» TASK A
Do the following statements agree with the article on prescription drug spending? Answer yes or no for each, and quote the words of the article that decide it.
(i) Retail drugs accounted for $328 billion in costs.
(ii) According to the poll results, the public blamed insurance firms more than drug makers for high drug costs.
(iii) HHS estimates that overall drug spending will rise to about $535 billion by 2018.
» TASK B
In the article on prescription drug spending, what would doctors be paid under the proposed scheme?
» TASK C
Copy a passage from the article on prescription drug spending word for word. Begin at the words "The increasing trend" and stop after "in their clinics.".

» DOCUMENT PASSAGE
******

The projected increase is said to be approximately 8 percent higher than the 2014 estimated values.

The latest prescription drug spending accounts for about 16.7 percent of the $2.729 trillion funds spent on overall healthcare services in 2015.

Retail drugs accounted for $328 billion in costs. Non-retail medicines such as cancer treatments administered at hospitals and doctors' clinics entailed another $128 billion.

The increasing trend will not be put to a halt anytime soon. HHS estimates that overall drug spending will rise to about $535 billion by 2018 and will account for approximately 16.8 percent of all healthcare expenditures.

The Reason Behind

HHS explains the possible reasons behind such growth in prescription drug spending. From 2010 to 2014, the factors that paved the way for the tremendous rise include population growth by 10 percent, increase in the number of prescription drugs per individual by 30 percent, inflation rise by 30 percent and cost increases greater than inflation by 30 percent.

Proposals To Mitigate The Problem

One proposal to mitigate the problem is to change the way the Centers for Medicare and Medicaid Services pays physicians who administer drug in their clinics.

Medicare Part B compensates doctors by paying the average sales of the drug plus another 6 percent. In the proposed scheme, doctors would be paid a 2.5 percent fixed rate amounting to $16.80 per drug per day.

Linda Cahn from Pharmacy Benefit Consultants says that the rise in prescription drug spending goes to show that those paying for the bulk of the drugs' costs are not doing something to control the prices.

Experts had a discussion about the matter at the Johns Hopkins University on Tuesday. Poll results from Kaiser Family Foundation presented in the event showed that the public blame drug makers, instead of insurance firms for the high drug costs. The people also said that the federal government must be able to negotiate Medicare drug costs with pharmaceutical companies.

Former House Energy and Commerce Committee Chairman Henry Waxman says competition is one of the key solutions to overpriced medicine. He adds that the government is less likely to have better luck than the benefit drug makers use for its medicine plans.

"We'll just have to keep looking for some things we can try out," he says. "Every solution you get will lead to other problems."

******

» EXCERPTED RECORDS
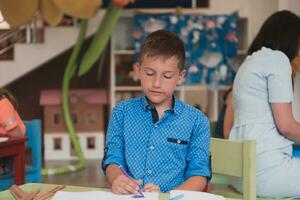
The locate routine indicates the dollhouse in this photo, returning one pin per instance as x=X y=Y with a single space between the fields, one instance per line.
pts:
x=88 y=114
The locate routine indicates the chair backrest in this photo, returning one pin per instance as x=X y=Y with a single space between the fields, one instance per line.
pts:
x=238 y=159
x=34 y=138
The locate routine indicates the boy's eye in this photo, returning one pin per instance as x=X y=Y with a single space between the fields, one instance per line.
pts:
x=149 y=73
x=167 y=76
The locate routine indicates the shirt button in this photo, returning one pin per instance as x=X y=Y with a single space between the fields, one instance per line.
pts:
x=152 y=147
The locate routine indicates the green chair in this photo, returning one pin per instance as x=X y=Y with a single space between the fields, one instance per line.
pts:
x=233 y=159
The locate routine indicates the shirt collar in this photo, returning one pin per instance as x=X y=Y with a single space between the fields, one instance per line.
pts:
x=147 y=105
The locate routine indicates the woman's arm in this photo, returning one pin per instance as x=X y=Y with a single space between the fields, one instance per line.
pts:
x=285 y=121
x=229 y=116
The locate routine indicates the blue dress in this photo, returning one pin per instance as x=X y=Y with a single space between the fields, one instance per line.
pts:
x=265 y=78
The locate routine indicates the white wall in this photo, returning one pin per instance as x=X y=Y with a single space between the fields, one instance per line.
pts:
x=296 y=102
x=294 y=6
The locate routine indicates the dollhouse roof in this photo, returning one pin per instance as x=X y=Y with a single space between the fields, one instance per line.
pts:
x=90 y=96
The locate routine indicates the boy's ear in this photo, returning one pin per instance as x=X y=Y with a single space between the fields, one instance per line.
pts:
x=137 y=69
x=181 y=77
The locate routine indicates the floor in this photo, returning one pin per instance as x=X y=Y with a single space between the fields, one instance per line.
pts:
x=91 y=176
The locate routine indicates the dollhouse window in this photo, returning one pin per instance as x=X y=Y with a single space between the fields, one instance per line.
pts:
x=57 y=144
x=75 y=118
x=91 y=143
x=91 y=118
x=56 y=118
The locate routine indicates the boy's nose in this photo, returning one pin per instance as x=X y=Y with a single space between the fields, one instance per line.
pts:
x=156 y=82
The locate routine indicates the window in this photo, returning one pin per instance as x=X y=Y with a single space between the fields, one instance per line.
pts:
x=91 y=143
x=56 y=118
x=57 y=143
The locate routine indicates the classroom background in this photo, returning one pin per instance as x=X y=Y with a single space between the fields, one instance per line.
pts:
x=34 y=56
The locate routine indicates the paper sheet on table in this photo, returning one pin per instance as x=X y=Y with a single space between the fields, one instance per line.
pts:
x=190 y=195
x=96 y=195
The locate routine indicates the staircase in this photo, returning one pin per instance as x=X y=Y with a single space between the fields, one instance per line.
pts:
x=28 y=57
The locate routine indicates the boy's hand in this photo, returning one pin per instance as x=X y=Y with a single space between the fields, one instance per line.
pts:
x=150 y=187
x=124 y=185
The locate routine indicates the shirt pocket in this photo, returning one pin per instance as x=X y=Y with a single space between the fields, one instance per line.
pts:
x=178 y=147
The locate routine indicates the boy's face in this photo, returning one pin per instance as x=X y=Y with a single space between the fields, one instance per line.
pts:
x=159 y=78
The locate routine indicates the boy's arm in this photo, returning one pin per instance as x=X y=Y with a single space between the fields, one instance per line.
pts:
x=114 y=147
x=198 y=164
x=194 y=183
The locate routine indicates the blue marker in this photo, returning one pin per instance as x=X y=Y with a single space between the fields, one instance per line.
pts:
x=140 y=195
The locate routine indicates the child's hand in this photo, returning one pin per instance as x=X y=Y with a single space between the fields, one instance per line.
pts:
x=124 y=185
x=150 y=187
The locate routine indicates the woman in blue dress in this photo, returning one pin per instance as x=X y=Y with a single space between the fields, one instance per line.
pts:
x=262 y=96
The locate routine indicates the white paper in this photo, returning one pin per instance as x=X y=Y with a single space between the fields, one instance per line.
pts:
x=96 y=195
x=191 y=195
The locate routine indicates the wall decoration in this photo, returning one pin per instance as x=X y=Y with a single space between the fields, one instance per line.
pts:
x=210 y=42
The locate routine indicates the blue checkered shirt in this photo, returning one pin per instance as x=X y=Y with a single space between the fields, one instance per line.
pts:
x=166 y=152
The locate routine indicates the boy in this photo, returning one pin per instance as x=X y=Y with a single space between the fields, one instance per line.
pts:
x=161 y=141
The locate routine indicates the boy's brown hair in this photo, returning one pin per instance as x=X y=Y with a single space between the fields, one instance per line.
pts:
x=163 y=43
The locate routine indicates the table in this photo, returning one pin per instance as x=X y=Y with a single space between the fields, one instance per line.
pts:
x=15 y=147
x=43 y=187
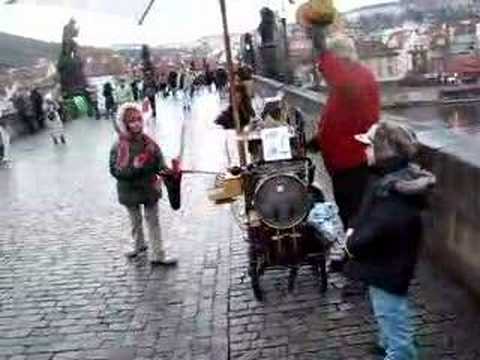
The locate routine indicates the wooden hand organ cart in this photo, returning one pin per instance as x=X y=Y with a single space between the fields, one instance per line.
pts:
x=278 y=194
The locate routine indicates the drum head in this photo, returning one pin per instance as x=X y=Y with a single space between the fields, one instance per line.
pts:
x=281 y=201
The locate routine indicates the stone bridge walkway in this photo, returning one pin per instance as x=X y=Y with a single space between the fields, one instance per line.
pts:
x=67 y=292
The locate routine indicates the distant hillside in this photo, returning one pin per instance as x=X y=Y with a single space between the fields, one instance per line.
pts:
x=17 y=51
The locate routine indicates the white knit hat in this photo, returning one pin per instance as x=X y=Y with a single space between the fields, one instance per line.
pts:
x=119 y=121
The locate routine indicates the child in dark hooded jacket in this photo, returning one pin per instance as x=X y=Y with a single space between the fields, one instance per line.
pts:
x=383 y=243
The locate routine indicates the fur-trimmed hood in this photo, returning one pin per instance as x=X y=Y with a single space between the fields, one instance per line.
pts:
x=120 y=126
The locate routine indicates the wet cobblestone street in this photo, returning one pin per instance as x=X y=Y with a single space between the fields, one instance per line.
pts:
x=67 y=291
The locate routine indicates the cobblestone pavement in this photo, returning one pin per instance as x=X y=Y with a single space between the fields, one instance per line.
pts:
x=67 y=292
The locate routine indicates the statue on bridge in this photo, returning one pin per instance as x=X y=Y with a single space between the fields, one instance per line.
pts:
x=267 y=27
x=70 y=66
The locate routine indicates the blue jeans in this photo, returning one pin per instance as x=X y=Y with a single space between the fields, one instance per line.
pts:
x=393 y=314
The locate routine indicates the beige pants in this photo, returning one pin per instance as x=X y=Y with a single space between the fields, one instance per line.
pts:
x=155 y=248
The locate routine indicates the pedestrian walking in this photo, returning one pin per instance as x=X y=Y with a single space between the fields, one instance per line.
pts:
x=136 y=161
x=53 y=121
x=135 y=90
x=150 y=92
x=188 y=89
x=123 y=93
x=221 y=81
x=37 y=104
x=109 y=100
x=384 y=241
x=173 y=82
x=353 y=106
x=4 y=145
x=22 y=105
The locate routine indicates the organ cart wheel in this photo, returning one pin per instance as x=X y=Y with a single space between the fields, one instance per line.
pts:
x=319 y=267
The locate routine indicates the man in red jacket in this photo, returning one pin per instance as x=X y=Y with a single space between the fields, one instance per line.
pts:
x=353 y=106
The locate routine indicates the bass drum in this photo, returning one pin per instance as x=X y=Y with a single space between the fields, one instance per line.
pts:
x=281 y=201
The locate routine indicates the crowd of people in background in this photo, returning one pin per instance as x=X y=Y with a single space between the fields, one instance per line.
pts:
x=39 y=109
x=181 y=83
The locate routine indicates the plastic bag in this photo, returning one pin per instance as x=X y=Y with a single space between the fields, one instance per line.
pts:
x=325 y=219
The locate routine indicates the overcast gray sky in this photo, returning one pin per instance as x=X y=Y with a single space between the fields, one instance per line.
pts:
x=106 y=22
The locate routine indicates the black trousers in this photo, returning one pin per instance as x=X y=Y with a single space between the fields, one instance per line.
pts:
x=349 y=187
x=152 y=105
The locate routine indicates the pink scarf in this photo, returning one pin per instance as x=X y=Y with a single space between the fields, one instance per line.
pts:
x=148 y=154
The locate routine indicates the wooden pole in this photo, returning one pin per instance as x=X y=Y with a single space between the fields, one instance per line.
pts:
x=231 y=78
x=145 y=13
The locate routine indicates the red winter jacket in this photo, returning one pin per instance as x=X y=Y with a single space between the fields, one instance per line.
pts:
x=353 y=106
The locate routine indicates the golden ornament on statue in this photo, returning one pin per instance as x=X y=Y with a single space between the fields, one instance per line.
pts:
x=316 y=12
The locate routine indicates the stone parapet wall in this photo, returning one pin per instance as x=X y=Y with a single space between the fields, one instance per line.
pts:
x=451 y=238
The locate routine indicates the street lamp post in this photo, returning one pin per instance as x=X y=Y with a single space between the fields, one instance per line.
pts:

******

» ANSWER SECTION A
(i) Yes: "Retail drugs accounted for $328 billion in costs."
(ii) No: "the public blame drug makers, instead of insurance firms for the high drug costs"
(iii) Yes: "HHS estimates that overall drug spending will rise to about $535 billion by 2018"

» ANSWER SECTION B
A 2.5 percent fixed rate amounting to $16.80 per drug per day.

» ANSWER SECTION C
The increasing trend will not be put to a halt anytime soon. HHS estimates that overall drug spending will rise to about $535 billion by 2018 and will account for approximately 16.8 percent of all healthcare expenditures.

The Reason Behind

HHS explains the possible reasons behind such growth in prescription drug spending. From 2010 to 2014, the factors that paved the way for the tremendous rise include population growth by 10 percent, increase in the number of prescription drugs per individual by 30 percent, inflation rise by 30 percent and cost increases greater than inflation by 30 percent.

Proposals To Mitigate The Problem

One proposal to mitigate the problem is to change the way the Centers for Medicare and Medicaid Services pays physicians who administer drug in their clinics.